▸ **Source**
Apprendre à aider les autres

Parmi les apports essentiels aujourd’hui sur un CV avoir vécu une expérience humanitaire ou associative figure en bonne place. Étudiants des Grandes Écoles comme anciens manifestent d’ailleurs également un intérêt particulier pour les missions qui apportent du sens ainsi que pour l’économie sociale et solidaire (ESS) selon le Baromètre IPSOS –BCG – CGE Qu’attendent les étudiants et anciens élèves des grandes écoles du marché du travail?. Si la connaissance du secteur de l’ESS reste à améliorer (56% des étudiants ne voient que vaguement ce dont il s’agit), l’engouement pour ces métiers est très fort : un étudiant sur deux aimerait y travailler, une proportion qui atteint même deux anciens élèves sur trois.

▸ **Matériel**
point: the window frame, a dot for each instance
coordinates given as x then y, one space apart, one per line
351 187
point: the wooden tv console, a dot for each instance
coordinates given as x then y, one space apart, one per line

▸ **Consigne**
Poursuivez le texte sur l'attrait des étudiants pour l'engagement humanitaire et l'économie sociale et solidaire en reprenant juste après sa dernière phrase.

▸ **Réponse attendue**
Dans ce contexte les écoles mettent de plus en plus en avant la possibilité pour les étudiants, pendant leur cursus, de remplir des missions humanitaires. Le programme Humacité du groupe Sup de Co La Rochelle BS attire ainsi nombre d’étudiants qui veulent réaliser une mission citoyenne obligatoire au service d’associations ou d’ONG. Une dimension « responsable » depuis longtemps apanage de l’école « La RSE (responsabilité sociale des entreprises) fait partie des grandes spécificités de La Rochelle. Nous avons été la première école à développer un master de gestion de l’environnement en 1999 », commente son directeur, Bruno Neil. En France même des associations comme Zup de Co recrutent chaque année des milliers d’étudiants pour accompagner les jeunes issus des quartiers populaires. « Les étudiants et les jeunes en service civiques qui nous accompagnent sont décisifs pour mener à bien notre mission. Une façon constructive de rendre à la société ce qu’elle leur a donné tout en vivant une expérience riche d’enseignements. C’est une action citoyenne et solidaire qui peut même leur apporter des crédits ECTS », confie le président de l’association, François-Afif Benthanane.

La culture générale c’est aussi une soft skill !

La culture générale est au carrefour des connaissances et des soft skills. Parce qu’elle permet l’altérité, donne confiance en soi, vous met à l’aise en toutes circonstances, en tous pays. « La culture générale c’est ce qui permet d’écouter, de voir des systèmes de valeur différents. C’est plus quelque chose qu’on porte vers l’autre que quelque chose qu’on récite », assure Bernard Belletante.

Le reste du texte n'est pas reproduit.